**Task to complete**
Could you restate every line of the data word for word?

**Supplied data**
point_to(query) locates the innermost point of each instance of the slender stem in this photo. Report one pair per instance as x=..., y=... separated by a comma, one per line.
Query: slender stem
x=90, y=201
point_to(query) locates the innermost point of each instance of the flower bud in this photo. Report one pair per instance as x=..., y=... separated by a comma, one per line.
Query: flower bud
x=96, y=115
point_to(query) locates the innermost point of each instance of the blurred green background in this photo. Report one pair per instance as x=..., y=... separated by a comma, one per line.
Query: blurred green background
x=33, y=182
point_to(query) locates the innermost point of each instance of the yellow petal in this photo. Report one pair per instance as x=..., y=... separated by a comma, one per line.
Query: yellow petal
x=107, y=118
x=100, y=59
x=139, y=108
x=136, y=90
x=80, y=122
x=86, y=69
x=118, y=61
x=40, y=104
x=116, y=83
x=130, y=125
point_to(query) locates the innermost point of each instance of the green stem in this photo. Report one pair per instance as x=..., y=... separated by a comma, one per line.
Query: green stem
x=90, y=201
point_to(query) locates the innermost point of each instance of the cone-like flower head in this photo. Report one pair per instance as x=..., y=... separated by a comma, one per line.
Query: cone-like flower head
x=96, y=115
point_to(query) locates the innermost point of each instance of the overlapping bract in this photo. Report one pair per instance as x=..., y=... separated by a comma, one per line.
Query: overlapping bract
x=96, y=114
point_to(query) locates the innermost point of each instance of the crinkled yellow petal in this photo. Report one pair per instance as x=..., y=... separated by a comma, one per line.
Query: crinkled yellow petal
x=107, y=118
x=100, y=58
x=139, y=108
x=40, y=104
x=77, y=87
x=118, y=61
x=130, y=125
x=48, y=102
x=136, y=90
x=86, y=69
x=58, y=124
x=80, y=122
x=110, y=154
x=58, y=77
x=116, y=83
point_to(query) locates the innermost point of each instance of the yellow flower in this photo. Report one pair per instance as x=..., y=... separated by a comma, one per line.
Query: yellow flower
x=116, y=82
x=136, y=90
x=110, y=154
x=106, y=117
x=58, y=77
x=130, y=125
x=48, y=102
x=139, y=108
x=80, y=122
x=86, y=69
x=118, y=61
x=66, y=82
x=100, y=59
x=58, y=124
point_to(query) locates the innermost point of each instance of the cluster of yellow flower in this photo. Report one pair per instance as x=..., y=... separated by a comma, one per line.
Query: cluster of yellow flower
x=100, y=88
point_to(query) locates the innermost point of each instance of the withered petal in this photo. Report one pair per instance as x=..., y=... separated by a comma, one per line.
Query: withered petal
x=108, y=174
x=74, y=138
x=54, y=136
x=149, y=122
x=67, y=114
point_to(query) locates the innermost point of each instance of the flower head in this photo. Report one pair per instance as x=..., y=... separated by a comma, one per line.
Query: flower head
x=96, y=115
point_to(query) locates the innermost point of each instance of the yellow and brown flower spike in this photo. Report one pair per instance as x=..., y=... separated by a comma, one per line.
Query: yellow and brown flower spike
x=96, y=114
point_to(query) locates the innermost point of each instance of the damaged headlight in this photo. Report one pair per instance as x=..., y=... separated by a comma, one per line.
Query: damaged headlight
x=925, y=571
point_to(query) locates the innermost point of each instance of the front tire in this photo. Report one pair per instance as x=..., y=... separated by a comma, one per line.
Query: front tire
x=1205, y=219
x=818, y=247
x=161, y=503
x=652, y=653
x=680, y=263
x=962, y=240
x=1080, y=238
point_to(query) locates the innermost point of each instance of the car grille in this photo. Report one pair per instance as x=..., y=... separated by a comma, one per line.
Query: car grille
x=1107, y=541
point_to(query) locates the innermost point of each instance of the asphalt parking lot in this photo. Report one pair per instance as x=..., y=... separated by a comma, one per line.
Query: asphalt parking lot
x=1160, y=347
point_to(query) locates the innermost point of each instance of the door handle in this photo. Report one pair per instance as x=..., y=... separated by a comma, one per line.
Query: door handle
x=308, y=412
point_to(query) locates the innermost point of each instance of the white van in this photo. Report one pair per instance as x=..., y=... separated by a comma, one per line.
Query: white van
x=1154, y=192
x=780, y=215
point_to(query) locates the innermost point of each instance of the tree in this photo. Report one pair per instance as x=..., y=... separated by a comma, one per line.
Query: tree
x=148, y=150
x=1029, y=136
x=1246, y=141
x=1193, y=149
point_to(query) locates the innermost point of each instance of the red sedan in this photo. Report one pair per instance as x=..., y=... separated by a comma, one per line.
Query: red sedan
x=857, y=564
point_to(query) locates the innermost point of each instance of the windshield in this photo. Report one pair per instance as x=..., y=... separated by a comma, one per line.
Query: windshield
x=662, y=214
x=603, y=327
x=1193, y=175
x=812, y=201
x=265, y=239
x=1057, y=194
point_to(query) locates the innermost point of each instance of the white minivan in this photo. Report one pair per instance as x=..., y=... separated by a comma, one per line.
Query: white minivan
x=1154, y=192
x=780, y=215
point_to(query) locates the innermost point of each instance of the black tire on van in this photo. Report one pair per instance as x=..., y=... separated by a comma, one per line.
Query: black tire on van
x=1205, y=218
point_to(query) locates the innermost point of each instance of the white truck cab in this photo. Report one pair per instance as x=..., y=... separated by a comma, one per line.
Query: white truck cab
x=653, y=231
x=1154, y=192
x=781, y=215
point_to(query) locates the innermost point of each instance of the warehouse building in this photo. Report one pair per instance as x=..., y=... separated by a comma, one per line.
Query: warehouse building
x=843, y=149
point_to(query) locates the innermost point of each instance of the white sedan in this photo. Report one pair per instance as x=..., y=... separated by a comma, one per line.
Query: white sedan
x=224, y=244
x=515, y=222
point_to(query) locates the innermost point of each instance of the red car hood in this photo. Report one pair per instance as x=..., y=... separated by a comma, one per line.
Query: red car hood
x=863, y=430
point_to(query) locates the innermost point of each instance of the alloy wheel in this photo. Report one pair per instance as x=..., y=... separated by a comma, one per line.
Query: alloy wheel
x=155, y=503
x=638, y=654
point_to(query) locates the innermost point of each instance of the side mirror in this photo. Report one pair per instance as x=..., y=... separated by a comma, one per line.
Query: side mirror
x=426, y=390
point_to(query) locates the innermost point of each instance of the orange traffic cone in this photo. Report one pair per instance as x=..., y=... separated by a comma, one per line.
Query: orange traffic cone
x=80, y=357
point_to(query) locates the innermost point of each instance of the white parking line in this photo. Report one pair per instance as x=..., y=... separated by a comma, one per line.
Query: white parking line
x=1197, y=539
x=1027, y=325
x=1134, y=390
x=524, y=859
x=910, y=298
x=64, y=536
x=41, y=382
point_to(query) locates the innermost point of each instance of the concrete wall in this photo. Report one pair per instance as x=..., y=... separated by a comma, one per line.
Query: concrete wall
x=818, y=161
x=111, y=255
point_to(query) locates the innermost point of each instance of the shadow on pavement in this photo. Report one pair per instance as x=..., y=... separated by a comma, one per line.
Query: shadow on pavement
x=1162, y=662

**Solution for this problem**
point_to(query) locates the innermost point of each instance of the slender stem in this photo. Report one pair per instance as x=..., y=... separated by a comma, one per line.
Query: slender stem
x=90, y=201
point_to(query) locates the innermost point of each instance of the flower bud in this photo. Report one pair per instance as x=..., y=... separated by a comma, one per line.
Query: flower bud
x=96, y=115
point_to(query) locates the innermost point of each instance of the blurred green background in this photo. Report one pair per instance as x=..., y=... separated by a comma, one per line.
Query: blurred green background
x=33, y=182
point_to(query) locates the innermost point of each instance of the yellow petal in this photo. Report one pair per instance as x=..., y=... separated by a comma, one per line.
Query: yellow petal
x=107, y=118
x=100, y=59
x=139, y=108
x=136, y=90
x=80, y=122
x=86, y=69
x=118, y=61
x=40, y=104
x=116, y=83
x=130, y=125
point_to(query) locates the innermost point of each instance of the green stem in this photo. Report one pair per instance as x=..., y=... separated by a comma, one per line.
Query: green stem
x=90, y=201
point_to(query) locates the innermost point of each instance of the cone-like flower head in this photo. Report one pair per instance as x=..., y=... separated by a comma, one per line.
Query: cone-like flower head
x=96, y=115
point_to(query) locates the innermost point of each instance of the overlapping bract in this photo. Report one pair per instance as x=..., y=... separated by a comma, one per line.
Query: overlapping bract
x=96, y=114
point_to(query) locates the innermost point of each instance of the crinkled yellow petal in this photo. Report one pair per instance as x=..., y=... separated by a comma, one per line.
Query: crinkled yellow petal
x=107, y=118
x=100, y=58
x=139, y=108
x=40, y=104
x=77, y=87
x=118, y=61
x=130, y=125
x=48, y=102
x=136, y=90
x=86, y=69
x=58, y=124
x=80, y=122
x=110, y=154
x=58, y=77
x=116, y=83
point_to(query) locates the innermost point of each instance of the yellow flower in this photo. Report one pair per instance as x=..., y=... separated by a comma, one per line.
Query: yellow flower
x=116, y=82
x=136, y=90
x=110, y=154
x=106, y=117
x=58, y=77
x=130, y=125
x=48, y=102
x=139, y=108
x=80, y=122
x=86, y=69
x=118, y=61
x=66, y=82
x=100, y=59
x=58, y=124
point_to(query) locates the innermost point of each instance of the cluster of yellow flower in this photo. Report one pair per instance as x=..., y=... separated by a comma, one per line.
Query: cluster of yellow flower
x=100, y=88
point_to(query) locates the innermost point of each instance of the withered petal in this photo. Report one pair per instance as x=..., y=... separated by a comma, one per line.
Query: withered petal
x=108, y=174
x=74, y=138
x=54, y=136
x=149, y=122
x=67, y=114
point_to(query) locates the innermost point of each instance of the flower head in this photo. Report one pair per instance as x=..., y=... separated by a comma, one per line.
Query: flower head
x=96, y=115
point_to(query) locates the innermost point of each instance of the yellow and brown flower spike in this photo. Report one pair per instance as x=..., y=... separated by a comma, one per line.
Query: yellow and brown flower spike
x=96, y=114
point_to(query) locates the innermost point of each instance of the damaged headlight in this photo. Report one pair per instance as x=..., y=... separated by a comma, one per line.
Query: damaged headlight
x=925, y=571
point_to(query) locates the innermost point of each instance of the front tire in this photo. Report one pair per instance as x=..., y=... separated by a comma, one per line.
Query: front tire
x=1205, y=219
x=818, y=247
x=161, y=503
x=652, y=653
x=680, y=263
x=962, y=240
x=1080, y=238
point_to(query) locates the innermost point of each instance of the car grille in this photo. Report one pair per instance as x=..., y=... separated by a comma, one per line.
Query: car grille
x=1107, y=541
point_to(query) locates the innermost point of each instance of the asphalt parking lot in this photo. Report one pair per instance as x=..., y=... separated by a comma, one per line.
Query: asphalt parking lot
x=1160, y=347
point_to(query) locates the innermost point of each instance of the door handle in this photo. Report one pair per instance as x=..., y=... separated by a comma, one per line.
Query: door handle
x=308, y=412
point_to(query) locates the innermost point of each instance of the white van in this photo. Report one pair per instance as x=..., y=... separated by a comma, one per line.
Query: white van
x=1154, y=192
x=780, y=215
point_to(query) locates the innermost point of each instance of the tree in this photo. Report one pair per instance as x=..., y=... separated by a comma, one per line.
Query: tree
x=148, y=150
x=1029, y=136
x=1246, y=141
x=1193, y=149
point_to(query) locates the innermost point of each instance of the red sedan in this photo. Report one pair per instance as x=..., y=... separated by a comma, one per line.
Query: red sedan
x=857, y=564
point_to(query) locates the innermost point of each instance of the windshield in this photo. Report one pair per instance as x=..., y=... separated by a comma, one per line.
Query: windshield
x=662, y=214
x=603, y=327
x=1193, y=175
x=812, y=201
x=265, y=239
x=1057, y=194
point_to(query) locates the innermost point of each instance of the white minivan in this photo. Report one pair per instance as x=..., y=... separated by a comma, one per line.
Query: white minivan
x=1154, y=192
x=780, y=215
point_to(query) locates the innermost point of each instance of the black tire on van in this photo. Report one pair per instance as x=..., y=... separated by a comma, one per line.
Query: black tire on van
x=1205, y=218
point_to(query) locates the innermost point of each instance of the white truck cab in this photo. Report one pair per instance as x=..., y=... separated by a comma, one per line.
Query: white truck cab
x=653, y=231
x=1154, y=192
x=781, y=215
point_to(query) locates the innermost point of each instance of the warehouse building in this photo. Report one pair per instance as x=..., y=... separated by a comma, one per line.
Query: warehouse building
x=843, y=149
point_to(query) locates the innermost point of each instance of the white sedan in this photo. Report one pair per instance as x=..., y=... separated by a comma, one per line.
Query: white sedan
x=224, y=244
x=515, y=222
point_to(query) locates the innermost point of each instance of the red car hood in this photo. Report one pair per instance as x=..., y=... separated by a comma, one per line.
Query: red car hood
x=863, y=430
point_to(query) locates the innermost point of each instance of the alloy wheel in this photo. Report one pair per instance as x=..., y=... separated by a comma, one per line.
Query: alloy wheel
x=155, y=503
x=638, y=654
point_to(query) locates the innermost point of each instance of the side mirror in this photo. Report one pair per instance as x=..., y=... separated by a comma, one per line.
Query: side mirror
x=426, y=390
point_to(query) locates the innermost point of each instance of the orange traffic cone in this photo. Report one pair per instance as x=..., y=... separated by a comma, one per line.
Query: orange traffic cone
x=80, y=357
point_to(query) locates the innermost point of each instance of the white parking line in this photo. Report one pair per instance as x=..., y=... separated by a comma, one per line.
Query: white parking line
x=1197, y=539
x=1027, y=325
x=1134, y=390
x=524, y=859
x=910, y=298
x=64, y=536
x=41, y=382
point_to(query) locates the innermost point of each instance of the concrete wall in this photo. Report one pair per instance as x=..., y=... separated by a comma, one per line.
Query: concrete wall
x=818, y=161
x=111, y=255
point_to(query) locates the innermost point of each instance of the shadow on pavement in this photo. Report one pair per instance as x=..., y=... separated by a comma, one per line.
Query: shadow on pavement
x=1162, y=662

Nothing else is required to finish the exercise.